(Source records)
* BEGIN *

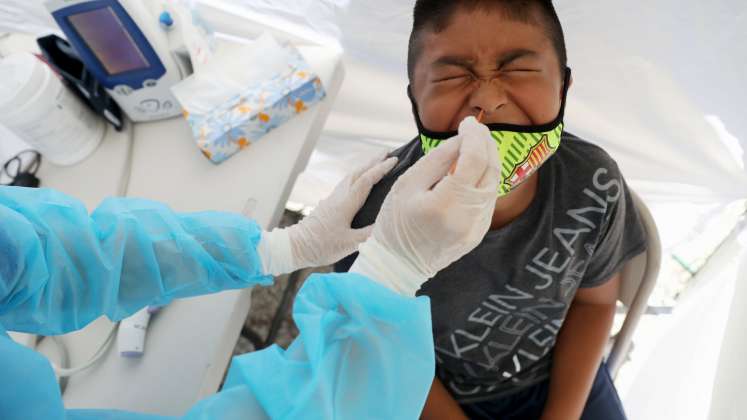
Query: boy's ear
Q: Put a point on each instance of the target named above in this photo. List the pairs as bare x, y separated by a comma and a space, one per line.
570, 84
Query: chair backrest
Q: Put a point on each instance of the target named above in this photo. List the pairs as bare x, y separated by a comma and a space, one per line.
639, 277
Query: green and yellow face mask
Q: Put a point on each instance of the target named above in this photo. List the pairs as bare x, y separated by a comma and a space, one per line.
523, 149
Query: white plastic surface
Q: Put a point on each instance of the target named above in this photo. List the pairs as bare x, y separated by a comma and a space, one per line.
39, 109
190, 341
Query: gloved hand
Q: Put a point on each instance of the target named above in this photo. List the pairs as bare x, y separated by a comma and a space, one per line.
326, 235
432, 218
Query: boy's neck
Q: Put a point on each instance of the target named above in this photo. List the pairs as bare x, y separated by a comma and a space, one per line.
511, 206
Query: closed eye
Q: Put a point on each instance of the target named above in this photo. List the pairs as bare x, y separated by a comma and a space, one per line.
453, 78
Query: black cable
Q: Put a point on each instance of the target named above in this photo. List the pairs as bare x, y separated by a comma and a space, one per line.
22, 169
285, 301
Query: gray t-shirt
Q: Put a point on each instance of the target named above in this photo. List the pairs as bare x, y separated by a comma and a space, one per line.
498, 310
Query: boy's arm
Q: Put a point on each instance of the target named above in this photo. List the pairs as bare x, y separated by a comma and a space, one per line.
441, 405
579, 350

* END *

» EXERCISE REQUIREMENTS
Omit the pictures and reproduce the listing exactly.

» COMPLETE OUTPUT
Query: boy's ear
Q: Put a point on each instance of the target named above in this photo. List the pairs as bare x, y separated by a comma and a space, one per line.
570, 84
Query: chair backrest
Q: Put a point on each instance of the target named above in this photo. List the pairs as bare x, y separated by a comma and a space, one per line.
639, 277
Query: green and yellow face mask
Q: Put a point on each instance of the target named above in this photo. List the pairs as bare x, y separated by a comma and a space, one per line.
523, 149
Query: white plastic surface
Q: Put a point on each instance of the target named above in this photo. List the pairs as bare x, y separated by a comma and a space, one per line.
39, 109
190, 341
Query: gloved hand
Q: Put a point on each instance of the target named above in this photo. List the pairs as bare x, y separated by a comma and a space, one per line.
326, 235
432, 218
Query: boy's neck
Q: Put a point on each instance of the target named above in this photo. List the pairs as bare x, y separated by a comma and a space, one per line.
511, 206
Query: closed eye
Q: Put a point on each instance of the target named above in this photo. List the pairs as bare x, y separated by a comma and a space, one per line.
453, 78
Query: black cable
Q: Put a point on each instance of the target named above in this photo. List the pairs as bare x, y separated by a comma and a space, one per line.
22, 169
285, 301
Query: gray t-shirt
Q: Put a point on each instance of the target named above in this photo. List the pairs as bare x, y separated by a comma and a space, one per line.
498, 310
Query: boy's arm
Q: Put a point on each instance of the target named above in this photo. List the pairs as bare x, y separated by a comma and a space, one per line.
441, 405
579, 350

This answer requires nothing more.